In the training process, we convolve the training set pixels with GPR kernels and vary the hyperparameters $a$ and $h$ (or $a$ , $h_{x}$ , and $h_{y}$ ) to minimize the mean absolute residual in the training set. We only need to compute the kernel once at fixed values for $a$ and $h$ . The computational cost then scales as $N_{\rm train}\times w^{2}$ , where $w$ is the width (in pixels) of the kernel and $N_{\rm train}$ is the number of pixels in the training set. We construct an image array of size $N_{\rm train}\times w^{2}$ to perform the convolution.

A problem naturally occurs in the limit of noiseless data, where the optimal value of the parameter $a$ (i.e. $a/\sigma$ in our notation) would be infinite. If $a\rightarrow\infty$ and $h$ is relatively large, evaluating Equation (3) requires the inversion of an ill-conditioned (though not formally singular) matrix. This leads to numerical instability in the constructed GPR kernel, and the optimization procedure can end up in a spurious minimum.

We restrict $a$ to small values by multiplying the mean absolute residual with a penalty function:

P=1+\exp\left[\frac{\left(a-\mu\right)}{\tau}\right]

(7)

Here, $\mu$ can be interpreted as a ”soft” upper bound on $a$ . For $a\ll\mu$ , $P\approx 1$ ; for $a>\mu$ , $P$ increases exponentially. $\tau$ determines how much $a$ can penetrate the soft upper bound. The best values of $\mu$ and $\tau$ are determined by the largest condition number that the machine can handle in a matrix inversion without much loss of accuracy. Figure 7 shows how the condition number depends on the hyperparameters $a$ and $h$ for 3 different kernel widths. A larger kernel width requires inverting a larger matrix, which leads to a larger condition number. The condition number increases quickly with $h$ for small $h$ and increases quickly with $a$ for larger $h$ . The contours indicate the upper bound on $a$ given a desired upper bound on the condition number. For instance, if the maximum acceptable condition number is $10^{8}$ , then in the worst case scenario (largest $w$ and $h$ ), $\mu=2400$ is roughly the upper bound on $a$ . By default, we set $\mu=3000$ and $\tau=200$ , which corresponds to a maximum condition number of about $6\times 10^{8}$ for $w=9$ and $h=9$ . The user can change the upper bound parameters according to their own needs and referring to Figure 7.

Exercise task 1:
Answer these questions from the passage on the GPR kernel penalty:
(a) How does the computational cost of the training process scale?
(b) In the limit of noiseless data, what would the optimal value of the parameter a be?
(c) What default values are set for μ and τ?
Exercise task 2: Repeat the passage on the GPR kernel penalty between "In the training process, we" and "perform the convolution.", inclusive.

Data:
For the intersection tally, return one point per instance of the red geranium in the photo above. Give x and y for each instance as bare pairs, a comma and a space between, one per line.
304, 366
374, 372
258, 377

Task result 1:
(a) The cost scales as N_train × w², where w is the width of the kernel in pixels and N_train is the number of pixels in the training set.
(b) It would be infinite.
(c) μ = 3000 and τ = 200.

Task result 2:
In the training process, we convolve the training set pixels with GPR kernels and vary the hyperparameters $a$ and $h$ (or $a$ , $h_{x}$ , and $h_{y}$ ) to minimize the mean absolute residual in the training set. We only need to compute the kernel once at fixed values for $a$ and $h$ . The computational cost then scales as $N_{\rm train}\times w^{2}$ , where $w$ is the width (in pixels) of the kernel and $N_{\rm train}$ is the number of pixels in the training set. We construct an image array of size $N_{\rm train}\times w^{2}$ to perform the convolution.